Point localization data
• • • •
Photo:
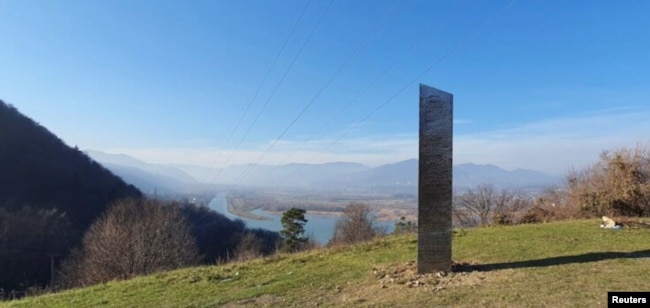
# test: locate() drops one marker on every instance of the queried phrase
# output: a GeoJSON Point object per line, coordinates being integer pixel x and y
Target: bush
{"type": "Point", "coordinates": [134, 237]}
{"type": "Point", "coordinates": [617, 185]}
{"type": "Point", "coordinates": [356, 225]}
{"type": "Point", "coordinates": [485, 205]}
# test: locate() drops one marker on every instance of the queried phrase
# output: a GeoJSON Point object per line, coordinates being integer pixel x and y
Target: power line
{"type": "Point", "coordinates": [414, 80]}
{"type": "Point", "coordinates": [293, 61]}
{"type": "Point", "coordinates": [259, 88]}
{"type": "Point", "coordinates": [343, 65]}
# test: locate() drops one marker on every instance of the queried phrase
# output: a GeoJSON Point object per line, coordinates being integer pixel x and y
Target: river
{"type": "Point", "coordinates": [319, 227]}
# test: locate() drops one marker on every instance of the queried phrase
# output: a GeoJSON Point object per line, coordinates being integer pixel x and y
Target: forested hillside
{"type": "Point", "coordinates": [49, 195]}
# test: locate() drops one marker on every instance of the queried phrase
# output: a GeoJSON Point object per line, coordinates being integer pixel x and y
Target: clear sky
{"type": "Point", "coordinates": [537, 84]}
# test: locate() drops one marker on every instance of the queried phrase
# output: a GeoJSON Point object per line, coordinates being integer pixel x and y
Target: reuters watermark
{"type": "Point", "coordinates": [617, 299]}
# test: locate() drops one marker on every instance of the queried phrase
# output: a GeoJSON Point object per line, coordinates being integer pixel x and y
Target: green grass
{"type": "Point", "coordinates": [555, 264]}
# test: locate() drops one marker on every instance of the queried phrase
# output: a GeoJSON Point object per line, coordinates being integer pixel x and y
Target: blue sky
{"type": "Point", "coordinates": [537, 84]}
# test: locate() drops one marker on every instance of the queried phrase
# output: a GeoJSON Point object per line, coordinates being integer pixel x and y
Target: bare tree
{"type": "Point", "coordinates": [618, 184]}
{"type": "Point", "coordinates": [249, 247]}
{"type": "Point", "coordinates": [485, 205]}
{"type": "Point", "coordinates": [134, 237]}
{"type": "Point", "coordinates": [356, 225]}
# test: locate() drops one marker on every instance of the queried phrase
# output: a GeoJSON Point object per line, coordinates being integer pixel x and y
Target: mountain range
{"type": "Point", "coordinates": [399, 176]}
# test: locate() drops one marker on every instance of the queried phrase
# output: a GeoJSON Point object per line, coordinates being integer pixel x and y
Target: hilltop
{"type": "Point", "coordinates": [570, 263]}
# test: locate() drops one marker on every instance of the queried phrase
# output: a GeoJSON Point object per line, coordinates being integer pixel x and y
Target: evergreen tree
{"type": "Point", "coordinates": [293, 222]}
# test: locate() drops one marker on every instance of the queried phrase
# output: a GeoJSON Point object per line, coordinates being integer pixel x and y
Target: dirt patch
{"type": "Point", "coordinates": [406, 275]}
{"type": "Point", "coordinates": [265, 300]}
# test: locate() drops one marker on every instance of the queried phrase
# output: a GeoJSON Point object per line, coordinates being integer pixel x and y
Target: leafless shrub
{"type": "Point", "coordinates": [355, 225]}
{"type": "Point", "coordinates": [249, 247]}
{"type": "Point", "coordinates": [617, 185]}
{"type": "Point", "coordinates": [134, 237]}
{"type": "Point", "coordinates": [485, 205]}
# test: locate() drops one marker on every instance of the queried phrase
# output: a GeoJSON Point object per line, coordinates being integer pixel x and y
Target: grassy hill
{"type": "Point", "coordinates": [556, 264]}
• • • •
YOUR ASSIGNMENT — Without the pictures, give back the entries exactly.

TASK OUTPUT —
Photo:
# test: locate() drops one marker on every instance of the queried phrase
# output: a GeoJSON Point object per line, coordinates being integer pixel x and y
Target: bush
{"type": "Point", "coordinates": [134, 237]}
{"type": "Point", "coordinates": [617, 185]}
{"type": "Point", "coordinates": [356, 225]}
{"type": "Point", "coordinates": [485, 205]}
# test: locate() drops one marker on every instance of the queried phrase
# output: a GeoJSON Point object per line, coordinates being integer pixel x and y
Target: power line
{"type": "Point", "coordinates": [414, 80]}
{"type": "Point", "coordinates": [293, 61]}
{"type": "Point", "coordinates": [259, 88]}
{"type": "Point", "coordinates": [343, 65]}
# test: locate() drops one marker on every instance of the queried phrase
# output: a GeoJSON Point object per line, coordinates being integer pixel x and y
Target: river
{"type": "Point", "coordinates": [319, 227]}
# test: locate() drops one marker on every instance of the queried phrase
# output: a GeoJSON Point object per line, coordinates being integer pixel x and y
Target: forested hillside
{"type": "Point", "coordinates": [49, 195]}
# test: locate() drops one marker on every instance of the queried phrase
# output: a GeoJSON Point object per line, coordinates being integer pixel x and y
Target: clear sky
{"type": "Point", "coordinates": [537, 84]}
# test: locate() drops one marker on every instance of the queried phrase
# output: a GeoJSON Point object per line, coordinates being integer pixel x and y
Target: reuters watermark
{"type": "Point", "coordinates": [617, 299]}
# test: locate() drops one marker on every instance of the queried phrase
# output: a GeoJSON Point object per line, coordinates being integer pixel x and y
Target: green grass
{"type": "Point", "coordinates": [555, 264]}
# test: locate() drops one marker on every instance of the queried phrase
# output: a GeoJSON Point object per line, coordinates being integer pixel x and y
Target: blue sky
{"type": "Point", "coordinates": [537, 84]}
# test: locate() drops one marker on every instance of the queried phrase
# output: a GeoJSON Point object per line, coordinates being integer pixel x and y
Target: bare tree
{"type": "Point", "coordinates": [618, 184]}
{"type": "Point", "coordinates": [249, 247]}
{"type": "Point", "coordinates": [485, 205]}
{"type": "Point", "coordinates": [134, 237]}
{"type": "Point", "coordinates": [356, 225]}
# test: locate() drops one marker on every instance of the queried phrase
# output: a GeoJSON Point object per line, coordinates being integer pixel x and y
Target: mountain range
{"type": "Point", "coordinates": [399, 176]}
# test: locate() drops one marker on every instance of the queried phrase
# output: a GeoJSON Point object per line, coordinates being integer pixel x and y
Target: hilltop
{"type": "Point", "coordinates": [570, 263]}
# test: locate() drops one marker on every instance of the queried phrase
# output: a GeoJSON Point object per line, coordinates being integer pixel x and y
Target: evergreen tree
{"type": "Point", "coordinates": [293, 222]}
# test: locate() drops one marker on every instance of the queried phrase
# output: a GeoJSON Point object per line, coordinates being integer pixel x and y
Target: dirt patch
{"type": "Point", "coordinates": [406, 275]}
{"type": "Point", "coordinates": [265, 300]}
# test: locate() drops one marker on every instance of the queried phrase
# output: a GeoJSON Point object per line, coordinates being integer pixel x and y
Target: leafless shrub
{"type": "Point", "coordinates": [355, 225]}
{"type": "Point", "coordinates": [249, 247]}
{"type": "Point", "coordinates": [617, 185]}
{"type": "Point", "coordinates": [134, 237]}
{"type": "Point", "coordinates": [485, 205]}
# test: locate() drops one marker on every instance of the queried phrase
# output: a GeoJSON Point object per line, coordinates being integer pixel x and y
Target: grassy hill
{"type": "Point", "coordinates": [556, 264]}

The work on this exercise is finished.